» REQUIRED WORK
Reproduce every one of the records below exactly as they appear, line for line, but omit the pictures.

» INFORMATION GIVEN
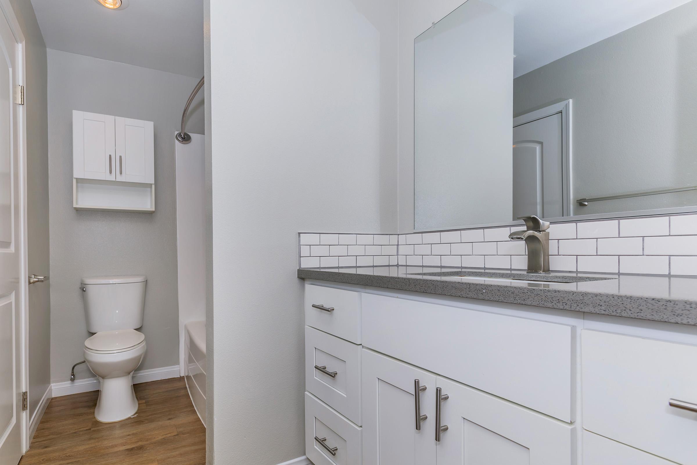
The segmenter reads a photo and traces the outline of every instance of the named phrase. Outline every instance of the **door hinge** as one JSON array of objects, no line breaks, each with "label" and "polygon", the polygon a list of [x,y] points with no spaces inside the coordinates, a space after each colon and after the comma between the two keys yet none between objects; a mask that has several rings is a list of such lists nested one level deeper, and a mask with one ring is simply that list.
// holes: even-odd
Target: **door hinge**
[{"label": "door hinge", "polygon": [[15,88],[15,103],[24,105],[24,86],[17,86]]}]

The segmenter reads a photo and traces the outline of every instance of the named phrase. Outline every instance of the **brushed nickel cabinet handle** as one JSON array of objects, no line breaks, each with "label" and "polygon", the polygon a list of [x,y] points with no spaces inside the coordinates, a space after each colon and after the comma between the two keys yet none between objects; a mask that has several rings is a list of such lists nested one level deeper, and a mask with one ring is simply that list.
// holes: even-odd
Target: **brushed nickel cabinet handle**
[{"label": "brushed nickel cabinet handle", "polygon": [[677,400],[677,399],[668,399],[668,404],[676,409],[682,409],[683,410],[689,410],[691,412],[697,412],[697,404],[693,404],[692,402],[686,402],[684,400]]},{"label": "brushed nickel cabinet handle", "polygon": [[320,367],[319,365],[314,365],[314,369],[319,369],[319,371],[321,371],[323,373],[324,373],[325,374],[326,374],[328,376],[331,376],[332,378],[336,378],[337,377],[337,372],[330,372],[328,369],[327,369],[327,365],[323,365],[321,367]]},{"label": "brushed nickel cabinet handle", "polygon": [[326,438],[318,438],[316,436],[314,436],[314,440],[316,441],[318,443],[319,443],[320,445],[321,445],[323,448],[324,448],[325,449],[326,449],[327,452],[328,452],[332,455],[337,455],[337,450],[339,450],[339,448],[337,448],[337,447],[330,448],[328,445],[327,445],[326,444],[325,444],[324,443],[325,443],[327,441],[327,439]]},{"label": "brushed nickel cabinet handle", "polygon": [[447,431],[447,425],[441,426],[441,420],[442,419],[441,404],[443,401],[447,400],[450,396],[447,394],[442,394],[442,391],[441,388],[436,388],[436,441],[437,442],[441,442],[441,433]]},{"label": "brushed nickel cabinet handle", "polygon": [[428,416],[421,414],[421,392],[426,390],[426,386],[422,386],[418,379],[414,380],[414,411],[416,418],[416,431],[421,431],[421,422]]}]

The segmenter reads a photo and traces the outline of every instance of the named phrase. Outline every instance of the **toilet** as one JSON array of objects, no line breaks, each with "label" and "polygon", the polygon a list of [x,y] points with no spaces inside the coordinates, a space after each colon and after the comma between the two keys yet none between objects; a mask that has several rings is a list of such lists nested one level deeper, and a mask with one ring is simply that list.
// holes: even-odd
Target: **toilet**
[{"label": "toilet", "polygon": [[100,379],[94,411],[100,422],[125,420],[138,410],[132,376],[145,355],[143,326],[145,276],[82,278],[87,330],[85,362]]}]

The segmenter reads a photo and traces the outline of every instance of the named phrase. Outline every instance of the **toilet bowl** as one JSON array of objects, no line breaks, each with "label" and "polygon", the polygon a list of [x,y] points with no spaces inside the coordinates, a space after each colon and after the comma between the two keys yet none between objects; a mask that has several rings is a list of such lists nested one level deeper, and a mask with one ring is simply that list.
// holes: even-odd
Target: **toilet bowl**
[{"label": "toilet bowl", "polygon": [[145,336],[133,329],[102,331],[85,341],[85,362],[101,383],[94,411],[99,421],[121,421],[138,411],[132,376],[145,349]]}]

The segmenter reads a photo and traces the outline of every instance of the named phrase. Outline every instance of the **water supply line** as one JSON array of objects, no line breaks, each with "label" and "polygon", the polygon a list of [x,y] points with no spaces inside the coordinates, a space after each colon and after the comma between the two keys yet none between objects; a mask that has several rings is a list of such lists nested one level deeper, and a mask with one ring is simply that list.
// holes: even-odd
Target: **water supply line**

» FINISHED TASK
The segmenter reads a photo and traces the outline of every instance of the named phrase. Outline every instance of the **door hinge** as one JSON array of objects, no line breaks, each with "label" and "polygon", the polygon a list of [x,y] points with no spaces inside the coordinates, a space after each colon and after the comma between the two keys yet none between objects; a mask that has several rings is a list of such lists nested one level deeper, and a mask with one ring is simply that list.
// holes: even-odd
Target: **door hinge**
[{"label": "door hinge", "polygon": [[15,88],[15,103],[24,105],[24,86],[17,86]]}]

The segmenter reads a photo and traces the outline of every instance of the named phrase. Outline every instance of the **brushed nickel cabinet handle** as one JSON array of objects, no line breaks, each with "label" and "polygon", the polygon a list of [x,y] points with no spaces inside the coordinates, a space after each colon and after the comma between the two keys yet none between objects; a mask that has several rings is a list of such lists nested one level deeper, and a mask with one ring is simply that list.
// holes: even-odd
Target: **brushed nickel cabinet handle**
[{"label": "brushed nickel cabinet handle", "polygon": [[677,400],[677,399],[668,399],[668,404],[676,409],[682,409],[683,410],[689,410],[691,412],[697,412],[697,404],[693,404],[692,402],[686,402],[684,400]]},{"label": "brushed nickel cabinet handle", "polygon": [[320,367],[319,365],[314,365],[314,369],[319,369],[319,371],[321,371],[323,373],[324,373],[325,374],[326,374],[328,376],[331,376],[332,378],[336,378],[337,377],[337,372],[330,372],[328,369],[327,369],[327,365],[323,365],[321,367]]},{"label": "brushed nickel cabinet handle", "polygon": [[326,438],[318,438],[316,436],[314,436],[314,440],[316,441],[318,443],[319,443],[320,445],[321,445],[323,448],[324,448],[325,449],[326,449],[327,452],[328,452],[332,455],[337,455],[337,450],[339,450],[339,448],[337,448],[337,447],[330,448],[328,445],[327,445],[326,444],[325,444],[324,443],[325,443],[327,441],[327,439]]},{"label": "brushed nickel cabinet handle", "polygon": [[447,431],[447,425],[441,426],[441,420],[442,419],[441,404],[443,401],[447,400],[450,396],[447,394],[442,394],[442,391],[441,388],[436,388],[436,441],[437,442],[441,442],[441,433]]},{"label": "brushed nickel cabinet handle", "polygon": [[428,416],[421,414],[421,392],[426,390],[426,386],[422,386],[418,379],[414,380],[414,411],[416,418],[416,431],[421,431],[421,422]]}]

The segmenter reads a photo and traces the outline of every instance of the named phrase. Outline every instance of the **toilet** as one JSON array of objects, no line breaks, each with "label" and "polygon", the polygon a list of [x,y] points with no spaces inside the coordinates, a space after each colon and after the comma between the two keys yet none between objects; a mask that has several rings is a list of such lists nested one level deeper, and a mask with one ring is simply that list.
// holes: even-odd
Target: **toilet**
[{"label": "toilet", "polygon": [[100,379],[94,411],[100,422],[125,420],[138,410],[132,376],[145,355],[143,326],[145,276],[82,278],[87,330],[85,362]]}]

The segmenter reads a photo and traces the outline of every instance of the named phrase. Outline every instance of the **toilet bowl** as one JSON array of objects, no line breaks, each with "label" and "polygon", the polygon a list of [x,y] points with no spaces inside the coordinates, a space after each colon and after the comma between the two keys yet none between objects; a mask that has several rings is a list of such lists nested one level deeper, and a mask with one ring is simply that list.
// holes: even-odd
Target: **toilet bowl**
[{"label": "toilet bowl", "polygon": [[145,336],[133,329],[102,331],[85,341],[85,362],[101,383],[94,411],[99,421],[121,421],[138,411],[132,376],[145,349]]}]

The segmenter reads a photo and traces the outline of every instance of the named phrase. Outline every instance of the **water supply line** as one JSON array of objects, no line breaks, each with "label" and "polygon", the polygon a list of [x,y] points with no spaces inside the coordinates, a space after each colon and after the comma between the two keys yet none between objects; a mask that has several rings is a list of such lists nested one level deeper, and a mask with one ring is simply that list.
// holes: even-odd
Target: **water supply line**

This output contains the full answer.